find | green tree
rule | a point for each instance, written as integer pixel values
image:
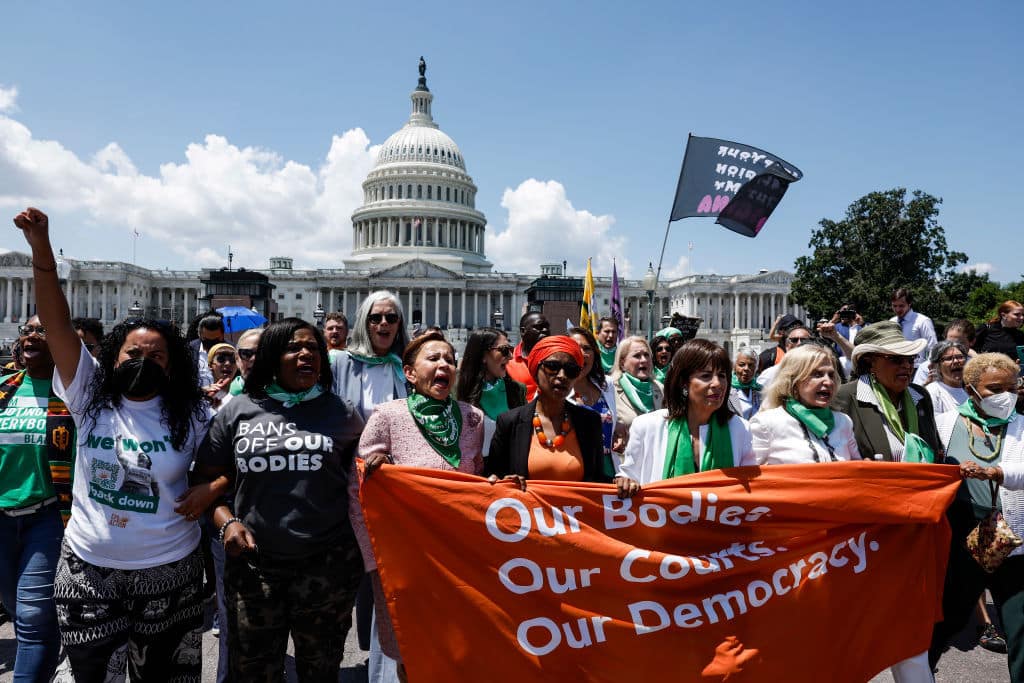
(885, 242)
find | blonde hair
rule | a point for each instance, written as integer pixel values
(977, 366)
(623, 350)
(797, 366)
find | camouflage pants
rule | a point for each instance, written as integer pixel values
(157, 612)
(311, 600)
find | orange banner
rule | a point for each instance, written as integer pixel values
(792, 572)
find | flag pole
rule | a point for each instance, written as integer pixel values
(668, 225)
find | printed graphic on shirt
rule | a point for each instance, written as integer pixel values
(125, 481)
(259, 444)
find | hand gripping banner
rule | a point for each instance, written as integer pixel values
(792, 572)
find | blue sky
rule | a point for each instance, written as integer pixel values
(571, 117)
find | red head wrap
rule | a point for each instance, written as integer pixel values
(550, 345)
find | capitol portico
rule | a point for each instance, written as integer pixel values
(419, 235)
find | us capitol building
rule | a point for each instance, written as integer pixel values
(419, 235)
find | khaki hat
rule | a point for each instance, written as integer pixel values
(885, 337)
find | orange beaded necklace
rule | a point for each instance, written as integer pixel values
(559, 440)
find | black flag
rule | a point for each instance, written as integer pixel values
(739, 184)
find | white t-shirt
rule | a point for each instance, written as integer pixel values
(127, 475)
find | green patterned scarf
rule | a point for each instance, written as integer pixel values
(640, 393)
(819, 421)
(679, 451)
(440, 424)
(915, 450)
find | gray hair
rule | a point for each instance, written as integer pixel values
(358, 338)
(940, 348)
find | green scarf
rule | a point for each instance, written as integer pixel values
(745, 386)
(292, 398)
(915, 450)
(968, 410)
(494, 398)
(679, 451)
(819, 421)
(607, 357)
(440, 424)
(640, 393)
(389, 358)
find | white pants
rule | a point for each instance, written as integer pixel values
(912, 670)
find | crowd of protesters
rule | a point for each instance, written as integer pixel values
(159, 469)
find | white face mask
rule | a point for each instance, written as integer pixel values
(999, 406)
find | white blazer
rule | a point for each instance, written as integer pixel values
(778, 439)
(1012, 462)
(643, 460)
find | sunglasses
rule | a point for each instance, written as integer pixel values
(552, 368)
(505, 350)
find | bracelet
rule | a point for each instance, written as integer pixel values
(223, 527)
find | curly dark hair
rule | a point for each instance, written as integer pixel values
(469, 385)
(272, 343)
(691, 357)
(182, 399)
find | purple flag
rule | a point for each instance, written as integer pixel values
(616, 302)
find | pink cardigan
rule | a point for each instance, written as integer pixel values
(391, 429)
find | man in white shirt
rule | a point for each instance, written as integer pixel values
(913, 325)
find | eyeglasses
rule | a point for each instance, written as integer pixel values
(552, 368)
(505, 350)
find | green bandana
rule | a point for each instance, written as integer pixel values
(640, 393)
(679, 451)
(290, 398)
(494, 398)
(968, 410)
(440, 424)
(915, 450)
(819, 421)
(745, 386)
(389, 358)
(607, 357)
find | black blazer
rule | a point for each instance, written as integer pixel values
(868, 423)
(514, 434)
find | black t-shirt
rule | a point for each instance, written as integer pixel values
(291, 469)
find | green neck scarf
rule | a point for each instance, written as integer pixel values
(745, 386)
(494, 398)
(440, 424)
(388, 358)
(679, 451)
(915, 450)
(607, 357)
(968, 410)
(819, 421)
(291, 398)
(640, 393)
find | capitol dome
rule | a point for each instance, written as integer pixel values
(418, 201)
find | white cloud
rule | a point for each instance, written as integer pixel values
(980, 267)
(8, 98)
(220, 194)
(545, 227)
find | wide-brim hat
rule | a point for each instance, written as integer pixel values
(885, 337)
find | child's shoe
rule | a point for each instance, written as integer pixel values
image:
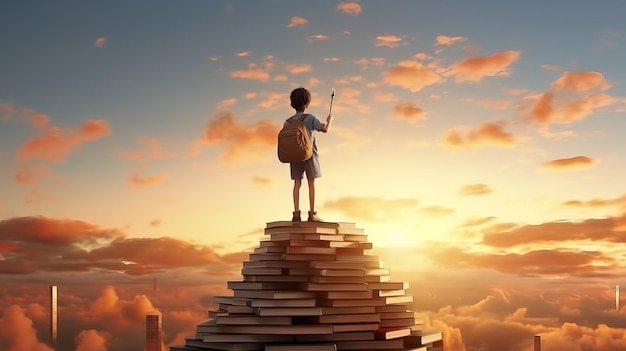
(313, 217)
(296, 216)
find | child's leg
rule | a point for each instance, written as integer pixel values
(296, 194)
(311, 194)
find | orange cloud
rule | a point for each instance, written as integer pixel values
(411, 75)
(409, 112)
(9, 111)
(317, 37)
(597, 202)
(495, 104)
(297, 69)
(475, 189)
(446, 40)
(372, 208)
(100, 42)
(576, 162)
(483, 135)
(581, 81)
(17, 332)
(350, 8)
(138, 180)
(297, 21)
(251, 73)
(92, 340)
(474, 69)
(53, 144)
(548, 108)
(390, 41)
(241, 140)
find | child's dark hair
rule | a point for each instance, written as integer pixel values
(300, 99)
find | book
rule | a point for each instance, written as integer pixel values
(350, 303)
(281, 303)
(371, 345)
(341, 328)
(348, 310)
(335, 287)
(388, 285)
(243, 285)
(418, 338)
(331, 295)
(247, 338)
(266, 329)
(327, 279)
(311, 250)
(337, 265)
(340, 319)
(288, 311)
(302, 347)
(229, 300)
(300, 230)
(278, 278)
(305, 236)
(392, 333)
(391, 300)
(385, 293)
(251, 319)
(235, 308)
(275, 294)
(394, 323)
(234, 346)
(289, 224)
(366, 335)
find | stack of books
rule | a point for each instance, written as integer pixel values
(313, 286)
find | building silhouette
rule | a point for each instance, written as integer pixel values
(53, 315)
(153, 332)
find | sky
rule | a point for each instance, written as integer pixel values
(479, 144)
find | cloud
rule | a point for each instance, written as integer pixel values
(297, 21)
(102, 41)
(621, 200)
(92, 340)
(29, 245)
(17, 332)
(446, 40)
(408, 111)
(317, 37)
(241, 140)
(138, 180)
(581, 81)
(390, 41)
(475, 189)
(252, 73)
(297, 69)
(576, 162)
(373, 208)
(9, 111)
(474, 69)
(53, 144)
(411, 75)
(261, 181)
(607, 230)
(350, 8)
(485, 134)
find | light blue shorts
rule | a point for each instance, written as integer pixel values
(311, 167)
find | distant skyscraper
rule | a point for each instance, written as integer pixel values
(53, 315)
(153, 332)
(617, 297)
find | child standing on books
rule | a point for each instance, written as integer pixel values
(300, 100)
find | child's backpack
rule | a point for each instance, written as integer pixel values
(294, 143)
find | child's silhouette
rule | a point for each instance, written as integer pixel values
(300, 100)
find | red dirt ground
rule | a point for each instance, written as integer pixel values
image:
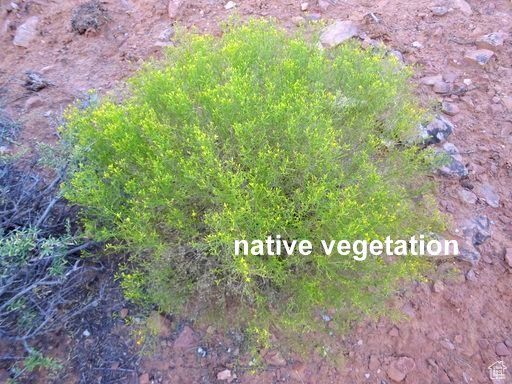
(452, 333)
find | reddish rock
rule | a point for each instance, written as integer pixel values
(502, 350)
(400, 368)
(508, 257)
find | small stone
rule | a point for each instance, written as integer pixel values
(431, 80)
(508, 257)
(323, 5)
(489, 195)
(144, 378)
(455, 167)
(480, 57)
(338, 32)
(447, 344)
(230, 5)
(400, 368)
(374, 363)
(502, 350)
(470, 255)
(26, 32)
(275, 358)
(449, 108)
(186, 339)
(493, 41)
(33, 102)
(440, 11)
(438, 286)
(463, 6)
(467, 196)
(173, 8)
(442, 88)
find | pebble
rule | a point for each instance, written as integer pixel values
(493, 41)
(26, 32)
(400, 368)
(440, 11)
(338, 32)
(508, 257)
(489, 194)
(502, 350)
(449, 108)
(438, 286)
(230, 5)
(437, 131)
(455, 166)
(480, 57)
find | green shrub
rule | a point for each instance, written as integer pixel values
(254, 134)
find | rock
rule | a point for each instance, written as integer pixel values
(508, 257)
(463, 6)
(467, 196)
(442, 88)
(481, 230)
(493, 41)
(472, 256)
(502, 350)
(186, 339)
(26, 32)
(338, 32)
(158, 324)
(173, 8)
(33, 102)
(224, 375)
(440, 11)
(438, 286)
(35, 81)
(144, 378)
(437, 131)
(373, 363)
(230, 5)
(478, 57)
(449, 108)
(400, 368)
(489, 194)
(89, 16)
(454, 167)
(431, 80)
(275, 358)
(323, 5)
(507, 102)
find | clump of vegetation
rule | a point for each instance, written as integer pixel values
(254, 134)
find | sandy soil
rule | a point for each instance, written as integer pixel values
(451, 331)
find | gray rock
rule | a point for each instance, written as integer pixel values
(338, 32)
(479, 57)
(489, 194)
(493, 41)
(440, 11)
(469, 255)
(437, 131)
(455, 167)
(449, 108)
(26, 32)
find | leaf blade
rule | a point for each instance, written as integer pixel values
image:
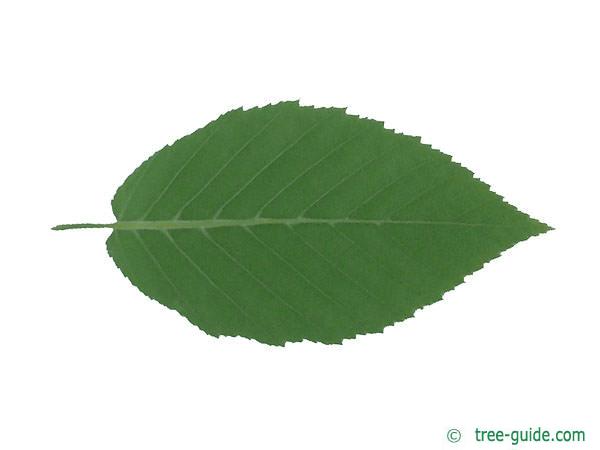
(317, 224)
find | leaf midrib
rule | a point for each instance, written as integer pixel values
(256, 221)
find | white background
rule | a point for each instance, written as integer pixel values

--------

Given the records above, return exactly the lines starting at the line containing "find | child's leg" and ending at the line containing "find | book", including both.

find | child's leg
rule | a point for each instance, written as integer pixel values
(296, 194)
(311, 194)
find | orange cloud
rule | a point for each instance, written as integer pixel values
(411, 75)
(409, 112)
(9, 111)
(317, 37)
(597, 202)
(495, 104)
(297, 69)
(475, 189)
(446, 40)
(372, 208)
(100, 42)
(576, 162)
(483, 135)
(581, 81)
(17, 332)
(350, 8)
(138, 180)
(297, 21)
(251, 73)
(92, 340)
(474, 69)
(53, 144)
(548, 108)
(390, 41)
(241, 140)
find | child's dark hair
rule | a point for each instance, written as integer pixel values
(300, 99)
find | book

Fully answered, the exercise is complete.